EXERCISE REQUIREMENTS
Word for word, repeat all of the entries.

EXTRACTED DATA
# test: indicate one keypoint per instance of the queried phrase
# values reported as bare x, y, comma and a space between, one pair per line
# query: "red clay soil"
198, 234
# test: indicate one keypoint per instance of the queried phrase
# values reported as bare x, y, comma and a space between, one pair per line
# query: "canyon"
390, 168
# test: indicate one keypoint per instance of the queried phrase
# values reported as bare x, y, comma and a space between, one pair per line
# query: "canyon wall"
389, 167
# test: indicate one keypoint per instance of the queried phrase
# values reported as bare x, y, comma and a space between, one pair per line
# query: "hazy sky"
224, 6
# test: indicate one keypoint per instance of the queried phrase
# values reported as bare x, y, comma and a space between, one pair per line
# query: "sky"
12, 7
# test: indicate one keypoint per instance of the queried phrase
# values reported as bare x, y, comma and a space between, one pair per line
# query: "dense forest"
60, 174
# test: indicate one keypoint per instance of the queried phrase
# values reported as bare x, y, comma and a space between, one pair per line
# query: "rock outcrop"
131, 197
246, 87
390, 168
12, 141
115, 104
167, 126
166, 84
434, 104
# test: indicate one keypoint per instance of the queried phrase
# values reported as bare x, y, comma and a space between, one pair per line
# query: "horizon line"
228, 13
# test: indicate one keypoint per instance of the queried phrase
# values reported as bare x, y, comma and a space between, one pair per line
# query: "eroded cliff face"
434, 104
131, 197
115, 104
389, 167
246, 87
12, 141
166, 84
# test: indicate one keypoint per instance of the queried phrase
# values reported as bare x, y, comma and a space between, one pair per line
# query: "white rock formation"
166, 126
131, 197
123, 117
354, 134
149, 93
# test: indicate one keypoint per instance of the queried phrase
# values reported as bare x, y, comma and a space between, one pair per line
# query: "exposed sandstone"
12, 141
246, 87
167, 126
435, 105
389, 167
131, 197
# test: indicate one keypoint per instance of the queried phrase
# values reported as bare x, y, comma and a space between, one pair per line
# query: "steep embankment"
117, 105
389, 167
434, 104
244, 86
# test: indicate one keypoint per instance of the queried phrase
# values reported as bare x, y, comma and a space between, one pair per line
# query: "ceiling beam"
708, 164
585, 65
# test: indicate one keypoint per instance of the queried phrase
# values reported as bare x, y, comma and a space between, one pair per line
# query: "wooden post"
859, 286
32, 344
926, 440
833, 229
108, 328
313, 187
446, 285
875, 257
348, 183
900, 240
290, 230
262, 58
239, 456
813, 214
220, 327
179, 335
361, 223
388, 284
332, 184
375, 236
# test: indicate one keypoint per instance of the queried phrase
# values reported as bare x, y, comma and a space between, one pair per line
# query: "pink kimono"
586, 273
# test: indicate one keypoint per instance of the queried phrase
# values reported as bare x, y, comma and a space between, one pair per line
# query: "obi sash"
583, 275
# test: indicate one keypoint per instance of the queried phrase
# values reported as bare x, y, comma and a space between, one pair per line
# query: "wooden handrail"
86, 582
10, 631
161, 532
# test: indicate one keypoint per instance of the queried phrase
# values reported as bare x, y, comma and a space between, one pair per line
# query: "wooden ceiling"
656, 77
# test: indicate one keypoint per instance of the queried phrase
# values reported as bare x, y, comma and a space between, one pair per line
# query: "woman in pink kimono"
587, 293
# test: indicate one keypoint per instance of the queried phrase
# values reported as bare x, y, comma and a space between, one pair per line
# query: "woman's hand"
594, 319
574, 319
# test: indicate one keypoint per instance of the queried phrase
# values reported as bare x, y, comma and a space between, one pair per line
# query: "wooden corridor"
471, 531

SOLUTION TO THIS TASK
# test: indicate one keypoint per instance of the queried phrase
# values reported as bare x, y, comma and a space between, one pair per line
# query: "red clay soil"
198, 234
# test: indicate one keypoint per instance of the queried phrase
# values reported as bare x, y, comma and a space between, one pair per line
# query: "canyon"
390, 168
# test: indicate one keypoint per instance of the queried phrase
# values reported as bare x, y, comma and a space between, one pair per line
# query: "canyon wall"
389, 167
# test: indicate one keypoint per instance of the queried phrase
# values reported as bare x, y, comma and a space between, one pair per line
# query: "hazy sky"
224, 6
# test: indicate one keypoint per instance of the queried phrase
# values reported as bare x, y, comma and a space between, one pair per line
# query: "sky"
12, 7
# test: indicate one keypoint per instance of the queried phrase
# values reported as bare x, y, comma and a space between, one pair per line
# query: "dense forest"
60, 174
# test: indicate one keypoint per instance of the queried phrase
# values reported as bare x, y, comma and a space between, one pair per line
# query: "rock outcrop"
131, 197
246, 87
390, 168
12, 141
115, 104
167, 126
166, 84
434, 104
# test: indicate one keypoint per instance of the queried phrase
# values reported as bare x, y, comma and a space between, one pair per line
# query: "horizon line"
228, 13
# test: indicate one keypoint per instance of the queried phrase
# values reported as bare x, y, comma and a space between, one pair per line
# query: "eroded cliff face"
434, 104
131, 197
115, 104
389, 167
246, 87
12, 141
166, 84
# test: indicate one keypoint per instance of the queried phrase
# values reported as bare x, y, comma and a space between, one pair per line
# query: "white rock formation"
166, 126
131, 197
123, 117
354, 134
149, 93
# test: indicate one keypoint per instance of the queried phrase
# values reported as bare x, y, comma and a space between, one pair per line
# query: "exposed sandstone"
12, 141
246, 87
167, 126
435, 105
389, 167
131, 197
# test: indicate one keypoint per instance of the queried phrase
# values reported as bare x, y, comma and a space between, one pair per line
# query: "steep embankment"
117, 105
389, 167
434, 104
244, 86
# test: indicate one keypoint per instance of the queried phrase
# values reported as bare x, y, comma and a space between, one pair per line
# query: "ceiling beam"
708, 164
585, 65
# test: indicate one keypoint per instance of the queried phrase
# values reported as bare x, y, comma and a space between, one pair per line
# query: "wooden post"
859, 286
32, 344
926, 440
833, 229
108, 328
313, 187
446, 285
875, 257
348, 183
900, 240
290, 230
262, 58
239, 456
813, 214
220, 327
179, 335
361, 223
388, 284
332, 184
375, 236
# test: indicate one keypoint per instance of the queried phrase
# values reported as bare x, y, comma and a space between, one pair per line
# query: "pink kimono"
586, 273
# test: indicate one keypoint per instance of the queried phrase
# values reported as bare x, y, comma and a space between, one pair per line
# query: "obi sash"
583, 275
# test: indicate one keypoint per instance of the queried phrase
# values reported as bare x, y, comma and a space between, one pair per line
# query: "wooden handrail"
86, 582
10, 631
161, 532
# test: indicate one keypoint per instance of the queried phrase
# values reported as bare x, y, comma and a space between, one pair per line
# query: "wooden ceiling"
656, 77
# test: indicate one keypoint per instance of the queried phrase
# values reported as bare x, y, comma and a space between, one pair per line
# query: "woman in pink kimono"
587, 293
# test: indicate one keypoint per instance of the queried phrase
# values reported as bare x, y, comma and a space between, one pair per line
# query: "woman's hand"
594, 319
574, 319
# test: indicate one keypoint per instance of the queried phrase
# values reported as bare x, y, comma and a space between, one pair per line
# query: "wooden corridor"
471, 531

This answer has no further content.